Details
- Date: 9 August 1947
- Location: Doncaster railway station 156 mi (251 km) N from London
- Country: England
- Line: East Coast Main Line
- Operator: London & North Eastern Railway
- Cause: Signalman's error

Statistics
- Trains: 2
- Passengers: 1,400 (estimated)
- Deaths: 18
- Injured: 188

= 1947 Doncaster rail crash =

1947 railway accident in Doncaster, England

The 1947 Doncaster rail crash was a fatal rail incident that occurred just south of Doncaster station at Bridge Junction. A train was signalled onto an occupied line and the ensuing collision resulted in 18 deaths and 188 injuries. Both trains and signalling were operated by the London & North Eastern Railway (LNER).

==Accident==
At 4:41 pm on 9 August 1947, the 1:25 pm King's Cross to Leeds train (14 coaches) ran into the back of the 1:10 pm King's Cross to Leeds train (12 coaches) between Balby Junction signal box and Bridge Junction. The site was approximately 0.75 mi south of Doncaster station and in the same area as the rail crash of 1951. The last three coaches of the first train were almost completely destroyed by the (estimated) 40 mph crash when the leading locomotive of the 1:25 pm, a Gresley V2, crashed into the rear of the preceding train. 700 people were aboard the two trains with casualties amounting to 18 dead and 188 injured (51 were taken to hospital). Local people came to assist where they could, and their efforts were acknowledged by the LNER.

==Cause==
The first train had been brought to a stand at a red signal near to Bridge Junction, and was just starting away when the collision occurred. The second train was incorrectly signalled into the section, resulting in a rear-end collision. It was later determined by the inquiry that neither of the drivers were to blame; it was the signalman at Balby signal box (J W McKone) who had accepted the second express into the section before clearing the first stationary train, even though it was within his sight from the box and was only 177 yd away. Traffic had been described as "heavy for a Saturday, but not excessive".

» Supplied data

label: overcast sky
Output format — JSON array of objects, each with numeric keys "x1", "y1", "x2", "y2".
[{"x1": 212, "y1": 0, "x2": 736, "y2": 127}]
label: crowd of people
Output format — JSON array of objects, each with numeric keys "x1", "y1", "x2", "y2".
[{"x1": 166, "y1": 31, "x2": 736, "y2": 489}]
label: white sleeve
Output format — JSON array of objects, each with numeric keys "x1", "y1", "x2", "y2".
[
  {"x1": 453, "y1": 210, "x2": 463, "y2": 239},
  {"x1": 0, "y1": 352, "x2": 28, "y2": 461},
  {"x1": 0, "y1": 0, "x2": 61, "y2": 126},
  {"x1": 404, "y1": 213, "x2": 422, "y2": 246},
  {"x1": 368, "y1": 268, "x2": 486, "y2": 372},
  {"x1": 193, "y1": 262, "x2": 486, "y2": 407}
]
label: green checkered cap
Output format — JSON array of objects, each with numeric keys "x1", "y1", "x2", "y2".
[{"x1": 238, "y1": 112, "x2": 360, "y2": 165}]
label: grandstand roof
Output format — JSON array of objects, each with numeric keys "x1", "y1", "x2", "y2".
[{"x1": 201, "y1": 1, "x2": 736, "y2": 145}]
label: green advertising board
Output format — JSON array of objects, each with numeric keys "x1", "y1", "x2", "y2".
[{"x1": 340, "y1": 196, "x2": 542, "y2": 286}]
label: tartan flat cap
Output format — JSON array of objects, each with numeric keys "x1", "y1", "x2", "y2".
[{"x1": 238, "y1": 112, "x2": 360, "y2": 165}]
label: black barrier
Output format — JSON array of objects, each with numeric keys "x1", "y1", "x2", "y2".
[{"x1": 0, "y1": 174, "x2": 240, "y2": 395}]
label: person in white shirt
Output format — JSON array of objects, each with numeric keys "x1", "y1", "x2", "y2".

» What to do
a) According to the article about the 1947 Doncaster rail crash, what kind of locomotive was leading the 1:25 pm train?
b) Quote the part of the article about the 1947 Doncaster rail crash starting with "The 1947 Doncaster" and going on through "Eastern Railway (LNER).".
Rely only on the article about the 1947 Doncaster rail crash.

» Responses
a) A Gresley V2.

b)
The 1947 Doncaster rail crash was a fatal rail incident that occurred just south of Doncaster station at Bridge Junction. A train was signalled onto an occupied line and the ensuing collision resulted in 18 deaths and 188 injuries. Both trains and signalling were operated by the London & North Eastern Railway (LNER).